:: TASK INPUT
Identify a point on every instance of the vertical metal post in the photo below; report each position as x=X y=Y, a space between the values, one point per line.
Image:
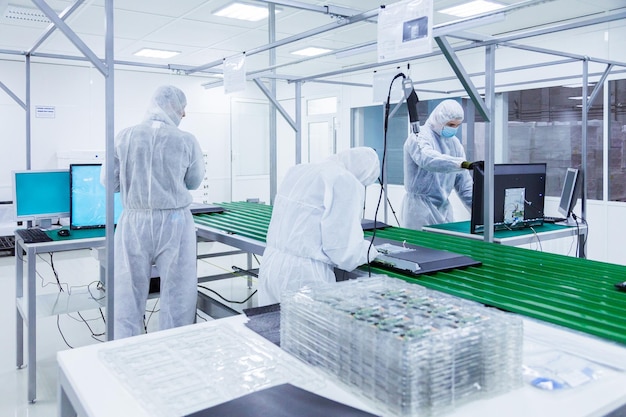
x=488 y=201
x=28 y=113
x=109 y=134
x=298 y=101
x=273 y=146
x=583 y=193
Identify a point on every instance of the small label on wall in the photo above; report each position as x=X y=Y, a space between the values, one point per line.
x=46 y=112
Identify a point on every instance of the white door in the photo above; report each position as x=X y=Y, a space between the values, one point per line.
x=250 y=150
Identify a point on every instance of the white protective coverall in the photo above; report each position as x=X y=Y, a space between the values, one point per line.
x=316 y=223
x=156 y=164
x=432 y=168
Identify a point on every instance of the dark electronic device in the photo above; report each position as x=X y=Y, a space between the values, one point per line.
x=88 y=198
x=518 y=195
x=411 y=103
x=569 y=195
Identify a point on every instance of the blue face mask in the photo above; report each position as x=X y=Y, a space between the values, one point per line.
x=448 y=132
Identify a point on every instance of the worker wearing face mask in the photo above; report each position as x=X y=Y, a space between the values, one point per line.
x=316 y=223
x=434 y=165
x=155 y=166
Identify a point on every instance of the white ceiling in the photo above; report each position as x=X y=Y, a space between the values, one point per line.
x=190 y=27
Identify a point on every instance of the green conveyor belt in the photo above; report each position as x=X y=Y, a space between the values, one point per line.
x=564 y=290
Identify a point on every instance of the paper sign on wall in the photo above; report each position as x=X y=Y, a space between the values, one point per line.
x=235 y=74
x=45 y=112
x=405 y=30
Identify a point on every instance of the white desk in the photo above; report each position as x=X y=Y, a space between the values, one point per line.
x=26 y=296
x=517 y=237
x=26 y=302
x=90 y=387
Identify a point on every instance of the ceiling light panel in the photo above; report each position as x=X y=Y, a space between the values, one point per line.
::::
** PROBLEM TO WORK ON **
Repeat, word for word, the material between the lines holding "Identify a point on every instance of the small" and "x=250 y=150", inclusive.

** EXERCISE OUTPUT **
Identify a point on every instance of the small label on wall in the photo above; report each position as x=X y=Y, a space between the values, one point per line.
x=46 y=112
Identify a point on every instance of the white door in the photo above; report each position as x=X y=Y, a space between the values, one point per line.
x=250 y=150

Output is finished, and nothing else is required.